Material provided: Begin
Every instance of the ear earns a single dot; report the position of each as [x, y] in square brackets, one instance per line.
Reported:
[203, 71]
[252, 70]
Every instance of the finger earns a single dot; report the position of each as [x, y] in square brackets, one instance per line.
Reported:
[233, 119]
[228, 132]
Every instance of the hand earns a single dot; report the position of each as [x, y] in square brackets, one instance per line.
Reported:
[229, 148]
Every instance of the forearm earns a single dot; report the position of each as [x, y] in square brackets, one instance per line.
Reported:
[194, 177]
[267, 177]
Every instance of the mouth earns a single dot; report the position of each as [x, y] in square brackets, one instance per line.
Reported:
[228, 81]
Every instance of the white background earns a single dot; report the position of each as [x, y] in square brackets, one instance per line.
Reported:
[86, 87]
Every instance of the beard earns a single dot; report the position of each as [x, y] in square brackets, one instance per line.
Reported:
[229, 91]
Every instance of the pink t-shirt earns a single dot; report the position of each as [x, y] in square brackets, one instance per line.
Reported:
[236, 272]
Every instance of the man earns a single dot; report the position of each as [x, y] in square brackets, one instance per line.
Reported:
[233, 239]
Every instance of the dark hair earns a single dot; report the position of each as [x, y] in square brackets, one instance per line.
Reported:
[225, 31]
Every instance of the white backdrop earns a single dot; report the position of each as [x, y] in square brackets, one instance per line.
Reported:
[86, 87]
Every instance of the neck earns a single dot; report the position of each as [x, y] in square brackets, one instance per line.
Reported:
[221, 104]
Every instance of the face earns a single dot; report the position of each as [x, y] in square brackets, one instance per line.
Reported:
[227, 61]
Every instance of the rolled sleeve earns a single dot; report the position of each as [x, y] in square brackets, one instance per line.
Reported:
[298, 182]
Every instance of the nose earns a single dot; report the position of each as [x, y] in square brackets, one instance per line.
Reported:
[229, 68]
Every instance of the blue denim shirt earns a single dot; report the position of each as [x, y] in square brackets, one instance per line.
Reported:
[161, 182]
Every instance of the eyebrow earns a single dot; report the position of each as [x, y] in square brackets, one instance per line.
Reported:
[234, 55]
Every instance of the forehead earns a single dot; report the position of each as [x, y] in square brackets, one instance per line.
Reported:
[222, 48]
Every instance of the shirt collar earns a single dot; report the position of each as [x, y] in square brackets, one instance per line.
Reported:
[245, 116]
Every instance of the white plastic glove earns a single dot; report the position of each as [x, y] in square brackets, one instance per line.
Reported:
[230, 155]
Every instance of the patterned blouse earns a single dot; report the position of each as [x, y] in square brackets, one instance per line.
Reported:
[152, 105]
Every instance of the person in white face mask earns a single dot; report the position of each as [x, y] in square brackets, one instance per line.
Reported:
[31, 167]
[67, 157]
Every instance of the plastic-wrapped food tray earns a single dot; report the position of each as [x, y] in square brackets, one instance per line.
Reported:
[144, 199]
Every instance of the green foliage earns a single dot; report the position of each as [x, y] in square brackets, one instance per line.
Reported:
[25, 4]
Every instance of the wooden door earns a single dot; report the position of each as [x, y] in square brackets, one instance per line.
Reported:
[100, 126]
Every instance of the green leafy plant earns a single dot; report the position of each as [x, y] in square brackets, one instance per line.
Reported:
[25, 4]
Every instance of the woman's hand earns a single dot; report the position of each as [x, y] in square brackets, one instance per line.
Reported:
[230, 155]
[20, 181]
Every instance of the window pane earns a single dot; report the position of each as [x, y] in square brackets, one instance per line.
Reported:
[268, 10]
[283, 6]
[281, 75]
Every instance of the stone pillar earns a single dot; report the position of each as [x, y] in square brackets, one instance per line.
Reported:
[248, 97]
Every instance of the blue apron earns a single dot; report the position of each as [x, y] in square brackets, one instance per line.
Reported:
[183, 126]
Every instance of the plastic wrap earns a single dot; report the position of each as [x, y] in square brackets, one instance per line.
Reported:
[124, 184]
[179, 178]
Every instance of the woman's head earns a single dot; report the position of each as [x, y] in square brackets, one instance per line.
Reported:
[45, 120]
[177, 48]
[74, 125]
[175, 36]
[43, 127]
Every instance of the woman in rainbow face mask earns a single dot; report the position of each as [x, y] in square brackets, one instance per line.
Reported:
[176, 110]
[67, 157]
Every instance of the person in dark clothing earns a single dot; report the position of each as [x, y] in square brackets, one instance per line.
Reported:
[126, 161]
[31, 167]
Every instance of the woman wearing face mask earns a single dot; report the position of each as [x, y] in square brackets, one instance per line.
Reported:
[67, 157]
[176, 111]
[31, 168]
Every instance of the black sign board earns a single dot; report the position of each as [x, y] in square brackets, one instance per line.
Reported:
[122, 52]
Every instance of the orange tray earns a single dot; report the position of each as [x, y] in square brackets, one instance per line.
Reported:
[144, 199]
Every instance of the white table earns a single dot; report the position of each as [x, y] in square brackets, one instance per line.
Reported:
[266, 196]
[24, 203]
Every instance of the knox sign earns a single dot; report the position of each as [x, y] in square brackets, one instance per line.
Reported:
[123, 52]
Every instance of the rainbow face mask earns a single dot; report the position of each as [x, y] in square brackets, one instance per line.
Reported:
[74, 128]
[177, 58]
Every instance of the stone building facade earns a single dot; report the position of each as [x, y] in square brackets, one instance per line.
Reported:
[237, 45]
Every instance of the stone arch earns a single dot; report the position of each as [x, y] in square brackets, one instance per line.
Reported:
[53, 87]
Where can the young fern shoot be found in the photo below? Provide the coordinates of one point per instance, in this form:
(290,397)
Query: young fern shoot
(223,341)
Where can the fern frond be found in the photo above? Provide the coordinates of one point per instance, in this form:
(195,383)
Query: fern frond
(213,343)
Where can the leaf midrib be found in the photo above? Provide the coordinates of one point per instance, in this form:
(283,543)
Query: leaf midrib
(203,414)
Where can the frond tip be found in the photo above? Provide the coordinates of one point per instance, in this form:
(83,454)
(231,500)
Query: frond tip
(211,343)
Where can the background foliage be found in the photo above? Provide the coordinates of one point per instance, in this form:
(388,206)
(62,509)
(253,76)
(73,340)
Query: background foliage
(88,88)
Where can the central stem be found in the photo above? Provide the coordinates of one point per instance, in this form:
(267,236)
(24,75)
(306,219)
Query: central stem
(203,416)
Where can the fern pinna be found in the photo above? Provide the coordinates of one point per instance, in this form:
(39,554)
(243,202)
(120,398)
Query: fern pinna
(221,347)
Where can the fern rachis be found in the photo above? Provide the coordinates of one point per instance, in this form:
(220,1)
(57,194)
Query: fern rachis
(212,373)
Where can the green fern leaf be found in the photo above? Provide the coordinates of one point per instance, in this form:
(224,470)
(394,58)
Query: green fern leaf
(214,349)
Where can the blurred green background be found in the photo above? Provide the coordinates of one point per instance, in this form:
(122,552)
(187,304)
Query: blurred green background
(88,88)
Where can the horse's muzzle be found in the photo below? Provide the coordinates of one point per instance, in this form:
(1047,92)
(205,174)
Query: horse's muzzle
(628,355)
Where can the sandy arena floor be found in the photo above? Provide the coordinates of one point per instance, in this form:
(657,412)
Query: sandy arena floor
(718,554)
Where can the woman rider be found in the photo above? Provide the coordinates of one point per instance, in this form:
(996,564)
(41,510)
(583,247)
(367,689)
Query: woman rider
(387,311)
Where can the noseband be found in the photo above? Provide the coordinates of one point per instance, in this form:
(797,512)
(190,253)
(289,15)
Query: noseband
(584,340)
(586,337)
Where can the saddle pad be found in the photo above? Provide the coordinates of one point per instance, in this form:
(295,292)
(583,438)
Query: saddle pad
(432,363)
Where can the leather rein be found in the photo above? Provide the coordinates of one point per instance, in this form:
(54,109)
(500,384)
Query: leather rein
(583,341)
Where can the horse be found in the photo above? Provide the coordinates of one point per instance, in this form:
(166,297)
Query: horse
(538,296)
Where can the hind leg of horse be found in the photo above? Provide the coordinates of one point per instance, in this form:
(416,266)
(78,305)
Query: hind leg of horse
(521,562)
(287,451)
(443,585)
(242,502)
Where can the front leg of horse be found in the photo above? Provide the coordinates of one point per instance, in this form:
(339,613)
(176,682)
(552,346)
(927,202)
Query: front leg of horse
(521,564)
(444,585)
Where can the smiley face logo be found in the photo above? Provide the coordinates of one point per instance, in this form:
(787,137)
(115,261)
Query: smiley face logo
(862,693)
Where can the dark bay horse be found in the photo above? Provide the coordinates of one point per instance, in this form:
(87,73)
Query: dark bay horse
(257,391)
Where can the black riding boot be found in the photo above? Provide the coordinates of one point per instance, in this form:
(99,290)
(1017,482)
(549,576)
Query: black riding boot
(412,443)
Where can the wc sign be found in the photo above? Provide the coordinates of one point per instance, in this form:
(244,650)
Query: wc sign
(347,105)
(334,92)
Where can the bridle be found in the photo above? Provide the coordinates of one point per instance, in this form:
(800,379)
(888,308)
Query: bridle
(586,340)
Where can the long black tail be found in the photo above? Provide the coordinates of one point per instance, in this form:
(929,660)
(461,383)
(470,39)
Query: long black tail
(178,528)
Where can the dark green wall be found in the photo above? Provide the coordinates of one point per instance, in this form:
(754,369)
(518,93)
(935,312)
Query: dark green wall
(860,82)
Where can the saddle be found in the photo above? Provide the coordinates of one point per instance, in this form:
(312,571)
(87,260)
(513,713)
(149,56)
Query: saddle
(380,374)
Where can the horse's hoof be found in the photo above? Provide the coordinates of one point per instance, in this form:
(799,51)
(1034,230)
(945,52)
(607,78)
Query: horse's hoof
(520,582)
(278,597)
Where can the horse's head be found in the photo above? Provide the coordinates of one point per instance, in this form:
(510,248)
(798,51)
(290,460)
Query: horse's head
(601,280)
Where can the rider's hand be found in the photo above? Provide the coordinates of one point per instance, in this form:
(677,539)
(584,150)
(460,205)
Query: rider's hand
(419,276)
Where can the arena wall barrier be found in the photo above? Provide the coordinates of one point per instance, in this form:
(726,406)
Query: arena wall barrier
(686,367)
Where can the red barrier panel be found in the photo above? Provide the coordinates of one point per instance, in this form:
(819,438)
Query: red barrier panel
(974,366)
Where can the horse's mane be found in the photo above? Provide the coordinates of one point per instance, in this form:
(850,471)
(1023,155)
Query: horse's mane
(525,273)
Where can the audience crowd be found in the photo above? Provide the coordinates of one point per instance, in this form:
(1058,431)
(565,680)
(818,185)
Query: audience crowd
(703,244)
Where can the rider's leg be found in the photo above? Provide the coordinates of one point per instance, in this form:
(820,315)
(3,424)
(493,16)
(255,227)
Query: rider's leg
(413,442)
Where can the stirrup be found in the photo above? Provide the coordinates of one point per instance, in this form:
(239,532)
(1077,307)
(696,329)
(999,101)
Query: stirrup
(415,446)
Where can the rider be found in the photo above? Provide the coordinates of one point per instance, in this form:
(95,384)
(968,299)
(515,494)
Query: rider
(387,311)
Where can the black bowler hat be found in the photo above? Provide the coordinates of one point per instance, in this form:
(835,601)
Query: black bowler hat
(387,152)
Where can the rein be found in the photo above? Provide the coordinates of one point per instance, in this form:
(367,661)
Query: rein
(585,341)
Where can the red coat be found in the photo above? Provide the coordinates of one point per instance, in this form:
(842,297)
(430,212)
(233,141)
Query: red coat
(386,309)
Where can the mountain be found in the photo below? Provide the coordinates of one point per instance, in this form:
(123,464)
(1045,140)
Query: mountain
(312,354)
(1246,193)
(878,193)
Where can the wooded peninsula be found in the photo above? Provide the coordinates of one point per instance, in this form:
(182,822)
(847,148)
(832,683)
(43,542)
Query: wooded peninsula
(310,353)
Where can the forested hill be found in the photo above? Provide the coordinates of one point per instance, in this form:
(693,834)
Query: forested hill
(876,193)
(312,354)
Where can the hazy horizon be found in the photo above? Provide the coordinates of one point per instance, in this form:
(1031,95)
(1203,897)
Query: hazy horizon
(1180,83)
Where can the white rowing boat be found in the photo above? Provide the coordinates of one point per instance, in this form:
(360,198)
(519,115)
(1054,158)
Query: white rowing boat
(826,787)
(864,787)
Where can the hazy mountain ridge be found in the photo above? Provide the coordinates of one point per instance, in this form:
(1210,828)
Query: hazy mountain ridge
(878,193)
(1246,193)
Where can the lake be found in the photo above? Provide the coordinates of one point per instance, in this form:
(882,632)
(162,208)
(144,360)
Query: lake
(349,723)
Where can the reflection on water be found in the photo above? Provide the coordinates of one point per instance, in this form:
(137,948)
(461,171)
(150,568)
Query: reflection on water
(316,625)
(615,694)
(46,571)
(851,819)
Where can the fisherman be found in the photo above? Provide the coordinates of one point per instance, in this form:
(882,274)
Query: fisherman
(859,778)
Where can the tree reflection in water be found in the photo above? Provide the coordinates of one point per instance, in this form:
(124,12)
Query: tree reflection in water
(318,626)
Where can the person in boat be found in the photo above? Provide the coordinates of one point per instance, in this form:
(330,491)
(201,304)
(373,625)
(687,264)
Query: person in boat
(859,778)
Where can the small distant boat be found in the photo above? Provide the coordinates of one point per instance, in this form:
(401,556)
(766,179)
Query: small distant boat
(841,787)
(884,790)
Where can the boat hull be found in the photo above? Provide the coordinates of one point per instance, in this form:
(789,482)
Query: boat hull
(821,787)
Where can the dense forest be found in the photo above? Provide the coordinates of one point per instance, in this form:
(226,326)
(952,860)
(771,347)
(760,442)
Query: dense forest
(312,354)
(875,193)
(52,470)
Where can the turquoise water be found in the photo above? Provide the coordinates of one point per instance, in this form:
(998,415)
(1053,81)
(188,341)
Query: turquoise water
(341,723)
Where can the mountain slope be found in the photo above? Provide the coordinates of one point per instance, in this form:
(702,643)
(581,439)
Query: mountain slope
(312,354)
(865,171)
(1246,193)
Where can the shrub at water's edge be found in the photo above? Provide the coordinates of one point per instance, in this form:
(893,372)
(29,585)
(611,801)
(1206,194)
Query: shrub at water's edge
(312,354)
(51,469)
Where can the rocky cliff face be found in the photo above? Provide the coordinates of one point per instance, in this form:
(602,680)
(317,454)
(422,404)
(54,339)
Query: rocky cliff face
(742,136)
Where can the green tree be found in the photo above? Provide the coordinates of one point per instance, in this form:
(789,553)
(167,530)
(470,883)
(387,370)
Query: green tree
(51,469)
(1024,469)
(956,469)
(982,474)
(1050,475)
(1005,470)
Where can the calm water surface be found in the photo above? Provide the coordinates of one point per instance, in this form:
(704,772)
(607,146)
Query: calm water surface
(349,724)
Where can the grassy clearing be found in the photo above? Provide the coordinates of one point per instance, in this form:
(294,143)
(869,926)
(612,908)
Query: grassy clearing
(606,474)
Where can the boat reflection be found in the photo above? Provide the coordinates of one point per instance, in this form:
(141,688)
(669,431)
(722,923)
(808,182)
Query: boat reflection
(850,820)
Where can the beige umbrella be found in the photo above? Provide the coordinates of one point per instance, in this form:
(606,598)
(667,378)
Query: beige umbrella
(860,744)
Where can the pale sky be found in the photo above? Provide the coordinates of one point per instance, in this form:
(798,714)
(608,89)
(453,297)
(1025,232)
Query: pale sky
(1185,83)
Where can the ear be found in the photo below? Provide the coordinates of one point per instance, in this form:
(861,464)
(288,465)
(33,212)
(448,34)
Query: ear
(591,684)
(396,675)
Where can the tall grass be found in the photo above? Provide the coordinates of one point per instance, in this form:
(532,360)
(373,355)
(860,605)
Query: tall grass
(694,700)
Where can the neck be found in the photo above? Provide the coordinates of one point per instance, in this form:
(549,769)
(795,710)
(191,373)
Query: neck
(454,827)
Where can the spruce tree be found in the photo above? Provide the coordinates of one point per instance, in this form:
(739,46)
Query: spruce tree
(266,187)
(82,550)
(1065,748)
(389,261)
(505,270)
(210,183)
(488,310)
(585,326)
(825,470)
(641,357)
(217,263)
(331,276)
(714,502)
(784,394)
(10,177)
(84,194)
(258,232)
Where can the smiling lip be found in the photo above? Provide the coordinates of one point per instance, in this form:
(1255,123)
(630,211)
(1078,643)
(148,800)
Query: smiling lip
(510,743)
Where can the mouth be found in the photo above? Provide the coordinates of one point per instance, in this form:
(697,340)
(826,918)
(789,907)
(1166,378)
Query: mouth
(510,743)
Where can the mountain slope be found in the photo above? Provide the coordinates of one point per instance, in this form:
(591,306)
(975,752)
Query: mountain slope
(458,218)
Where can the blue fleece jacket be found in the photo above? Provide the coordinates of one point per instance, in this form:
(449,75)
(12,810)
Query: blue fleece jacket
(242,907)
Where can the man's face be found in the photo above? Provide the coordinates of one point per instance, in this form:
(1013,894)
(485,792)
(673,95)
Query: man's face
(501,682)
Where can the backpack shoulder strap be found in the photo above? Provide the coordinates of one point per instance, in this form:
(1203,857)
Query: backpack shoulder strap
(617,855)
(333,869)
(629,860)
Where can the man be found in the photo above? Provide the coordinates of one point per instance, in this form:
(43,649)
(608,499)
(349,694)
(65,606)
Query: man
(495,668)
Material provided: End
● **Task instructions**
Reply with only the number of lines in the entries that hold the word "rainbow".

● **Answer section**
2